» **PROBLEM DETAILS**
Put the entries from the line with "the windshield wiper" to the line with "<point>512,83</point>", both included, into a numbered list, leaving out any blank lines.

» **MATERIALS PROVIDED**
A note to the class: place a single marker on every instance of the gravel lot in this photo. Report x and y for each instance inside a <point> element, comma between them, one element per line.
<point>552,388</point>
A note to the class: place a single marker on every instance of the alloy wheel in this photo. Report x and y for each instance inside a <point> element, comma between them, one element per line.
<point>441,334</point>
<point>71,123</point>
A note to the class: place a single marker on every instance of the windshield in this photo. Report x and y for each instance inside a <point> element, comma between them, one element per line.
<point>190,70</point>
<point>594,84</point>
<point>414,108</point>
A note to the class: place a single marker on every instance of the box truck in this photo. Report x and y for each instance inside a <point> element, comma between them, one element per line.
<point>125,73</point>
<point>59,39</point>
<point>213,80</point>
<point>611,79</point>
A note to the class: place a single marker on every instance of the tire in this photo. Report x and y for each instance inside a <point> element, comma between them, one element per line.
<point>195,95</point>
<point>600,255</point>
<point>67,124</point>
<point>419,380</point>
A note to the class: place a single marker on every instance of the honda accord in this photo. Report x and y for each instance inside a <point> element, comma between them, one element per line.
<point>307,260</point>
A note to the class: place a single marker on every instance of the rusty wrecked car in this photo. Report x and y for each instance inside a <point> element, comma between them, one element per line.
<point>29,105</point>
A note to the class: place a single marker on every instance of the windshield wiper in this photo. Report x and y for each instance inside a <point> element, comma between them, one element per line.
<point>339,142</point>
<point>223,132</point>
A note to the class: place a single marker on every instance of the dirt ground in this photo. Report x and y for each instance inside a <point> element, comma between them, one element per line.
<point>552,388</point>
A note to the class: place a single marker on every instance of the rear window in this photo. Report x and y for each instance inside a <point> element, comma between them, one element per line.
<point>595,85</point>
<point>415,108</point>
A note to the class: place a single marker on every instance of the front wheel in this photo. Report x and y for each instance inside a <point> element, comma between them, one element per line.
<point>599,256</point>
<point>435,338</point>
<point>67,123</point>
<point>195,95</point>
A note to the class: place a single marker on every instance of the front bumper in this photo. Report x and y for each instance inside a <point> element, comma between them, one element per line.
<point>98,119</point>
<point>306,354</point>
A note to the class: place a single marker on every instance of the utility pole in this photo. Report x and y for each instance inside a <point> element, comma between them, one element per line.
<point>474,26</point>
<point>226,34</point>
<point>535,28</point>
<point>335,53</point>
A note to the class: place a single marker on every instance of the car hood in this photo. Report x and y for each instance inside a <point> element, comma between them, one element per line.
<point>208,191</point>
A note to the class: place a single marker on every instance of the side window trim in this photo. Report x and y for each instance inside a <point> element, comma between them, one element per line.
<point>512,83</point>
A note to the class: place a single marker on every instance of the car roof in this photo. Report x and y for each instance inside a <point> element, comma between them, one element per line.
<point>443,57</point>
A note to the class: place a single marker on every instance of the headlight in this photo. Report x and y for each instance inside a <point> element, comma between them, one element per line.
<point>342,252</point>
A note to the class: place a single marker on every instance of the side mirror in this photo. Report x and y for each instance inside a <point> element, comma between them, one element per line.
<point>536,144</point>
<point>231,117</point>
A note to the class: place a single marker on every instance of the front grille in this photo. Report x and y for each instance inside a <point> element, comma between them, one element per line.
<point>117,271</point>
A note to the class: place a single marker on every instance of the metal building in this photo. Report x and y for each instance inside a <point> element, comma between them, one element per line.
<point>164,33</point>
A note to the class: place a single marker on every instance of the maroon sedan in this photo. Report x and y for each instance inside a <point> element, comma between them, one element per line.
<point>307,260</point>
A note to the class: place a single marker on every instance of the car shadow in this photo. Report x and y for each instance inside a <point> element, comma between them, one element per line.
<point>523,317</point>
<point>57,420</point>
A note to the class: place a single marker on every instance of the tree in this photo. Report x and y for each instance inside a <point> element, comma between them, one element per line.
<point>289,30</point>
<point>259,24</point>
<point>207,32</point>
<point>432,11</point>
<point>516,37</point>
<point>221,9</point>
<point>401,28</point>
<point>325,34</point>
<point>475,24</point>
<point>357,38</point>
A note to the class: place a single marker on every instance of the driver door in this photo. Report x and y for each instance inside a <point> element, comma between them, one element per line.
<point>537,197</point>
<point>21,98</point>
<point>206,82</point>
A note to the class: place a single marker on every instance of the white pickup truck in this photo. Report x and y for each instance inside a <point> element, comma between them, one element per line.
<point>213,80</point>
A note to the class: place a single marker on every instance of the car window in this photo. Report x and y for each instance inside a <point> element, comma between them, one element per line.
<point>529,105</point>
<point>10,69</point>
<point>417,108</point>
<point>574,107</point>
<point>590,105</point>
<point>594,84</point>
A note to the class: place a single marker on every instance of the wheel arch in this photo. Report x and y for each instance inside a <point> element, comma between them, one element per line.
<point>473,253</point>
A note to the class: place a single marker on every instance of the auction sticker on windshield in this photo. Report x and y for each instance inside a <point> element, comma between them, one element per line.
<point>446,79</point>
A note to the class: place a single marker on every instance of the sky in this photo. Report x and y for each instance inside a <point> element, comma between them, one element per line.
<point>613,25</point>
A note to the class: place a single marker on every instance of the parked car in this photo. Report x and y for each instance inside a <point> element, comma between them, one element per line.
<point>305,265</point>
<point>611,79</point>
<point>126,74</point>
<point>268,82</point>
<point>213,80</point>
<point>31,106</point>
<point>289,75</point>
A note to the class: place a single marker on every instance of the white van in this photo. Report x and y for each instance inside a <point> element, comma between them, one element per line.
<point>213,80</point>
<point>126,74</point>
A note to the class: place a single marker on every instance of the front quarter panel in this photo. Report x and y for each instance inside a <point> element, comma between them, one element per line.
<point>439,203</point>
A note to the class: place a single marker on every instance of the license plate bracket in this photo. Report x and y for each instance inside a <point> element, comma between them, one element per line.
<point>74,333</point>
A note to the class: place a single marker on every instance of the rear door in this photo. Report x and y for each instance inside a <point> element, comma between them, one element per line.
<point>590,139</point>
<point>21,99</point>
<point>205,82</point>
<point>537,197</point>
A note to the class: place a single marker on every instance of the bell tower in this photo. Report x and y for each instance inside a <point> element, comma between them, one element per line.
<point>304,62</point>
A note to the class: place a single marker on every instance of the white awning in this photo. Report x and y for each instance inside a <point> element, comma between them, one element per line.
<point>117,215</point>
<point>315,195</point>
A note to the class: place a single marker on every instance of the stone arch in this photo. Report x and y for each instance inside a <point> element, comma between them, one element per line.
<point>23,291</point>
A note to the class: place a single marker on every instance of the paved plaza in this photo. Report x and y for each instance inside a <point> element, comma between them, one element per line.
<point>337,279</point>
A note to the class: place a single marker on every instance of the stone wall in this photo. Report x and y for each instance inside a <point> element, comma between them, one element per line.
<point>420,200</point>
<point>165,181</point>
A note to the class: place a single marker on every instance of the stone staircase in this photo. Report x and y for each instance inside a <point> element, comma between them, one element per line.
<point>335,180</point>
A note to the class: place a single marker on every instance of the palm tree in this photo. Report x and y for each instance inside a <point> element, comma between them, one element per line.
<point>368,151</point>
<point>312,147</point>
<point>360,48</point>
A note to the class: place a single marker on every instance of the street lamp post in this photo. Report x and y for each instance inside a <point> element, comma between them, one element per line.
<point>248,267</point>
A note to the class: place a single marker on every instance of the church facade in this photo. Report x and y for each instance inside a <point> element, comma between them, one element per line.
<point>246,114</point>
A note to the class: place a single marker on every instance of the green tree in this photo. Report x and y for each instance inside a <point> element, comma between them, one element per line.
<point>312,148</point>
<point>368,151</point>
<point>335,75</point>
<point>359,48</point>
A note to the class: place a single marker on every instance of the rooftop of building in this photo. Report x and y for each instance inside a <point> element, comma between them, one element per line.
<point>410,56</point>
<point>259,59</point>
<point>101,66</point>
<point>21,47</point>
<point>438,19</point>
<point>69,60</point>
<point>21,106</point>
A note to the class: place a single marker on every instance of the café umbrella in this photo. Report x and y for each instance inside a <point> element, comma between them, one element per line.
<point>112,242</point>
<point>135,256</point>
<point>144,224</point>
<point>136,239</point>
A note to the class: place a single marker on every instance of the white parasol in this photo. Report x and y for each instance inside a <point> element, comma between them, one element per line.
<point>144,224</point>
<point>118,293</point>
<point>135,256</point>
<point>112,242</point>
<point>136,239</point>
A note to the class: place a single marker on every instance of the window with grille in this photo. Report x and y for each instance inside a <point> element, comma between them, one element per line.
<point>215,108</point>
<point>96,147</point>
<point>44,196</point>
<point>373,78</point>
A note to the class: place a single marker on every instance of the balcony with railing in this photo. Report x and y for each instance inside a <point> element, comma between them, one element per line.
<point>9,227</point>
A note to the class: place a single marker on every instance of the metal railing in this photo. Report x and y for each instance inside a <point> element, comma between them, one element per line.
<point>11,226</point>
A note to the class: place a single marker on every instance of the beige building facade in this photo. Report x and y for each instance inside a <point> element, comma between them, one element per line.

» **FINAL RESULT**
1. A note to the class: place a single marker on every instance of the windshield wiper in this photo. Report x and y for each instance inside a <point> element, comma between them, one element per line.
2. <point>339,142</point>
3. <point>223,132</point>
4. A note to the class: place a single marker on every instance of the dirt ground in this photo. Report x and y for each instance inside a <point> element, comma between them, one element per line.
5. <point>552,388</point>
6. A note to the class: place a single marker on every instance of the rear window in this photo. Report x and y for each instance inside a <point> element, comma between them, one element per line.
7. <point>595,85</point>
8. <point>415,108</point>
9. A note to the class: place a single marker on every instance of the front wheel in this photo. Report x and y for each instance inside a <point> element, comma between them, one element per line.
10. <point>599,256</point>
11. <point>435,338</point>
12. <point>67,123</point>
13. <point>195,95</point>
14. A note to the class: place a single marker on every instance of the front bumper in this photo. Report x and y for each instance inside a <point> element, comma between them, one element per line.
15. <point>98,119</point>
16. <point>306,354</point>
17. A note to the class: place a single marker on every instance of the utility pole in this photo. Report x and y for each instance inside a <point> element, comma between them, one element per line.
18. <point>474,26</point>
19. <point>226,34</point>
20. <point>535,28</point>
21. <point>335,53</point>
22. A note to the class: place a single marker on every instance of the car hood in this photo. Report x and y for each instance inside a <point> element, comma between them, one element per line.
23. <point>208,191</point>
24. A note to the class: place a single marker on every instance of the side window trim in this photo. Report x and y for each instance inside a <point> element, comma between them, one element per line.
25. <point>512,83</point>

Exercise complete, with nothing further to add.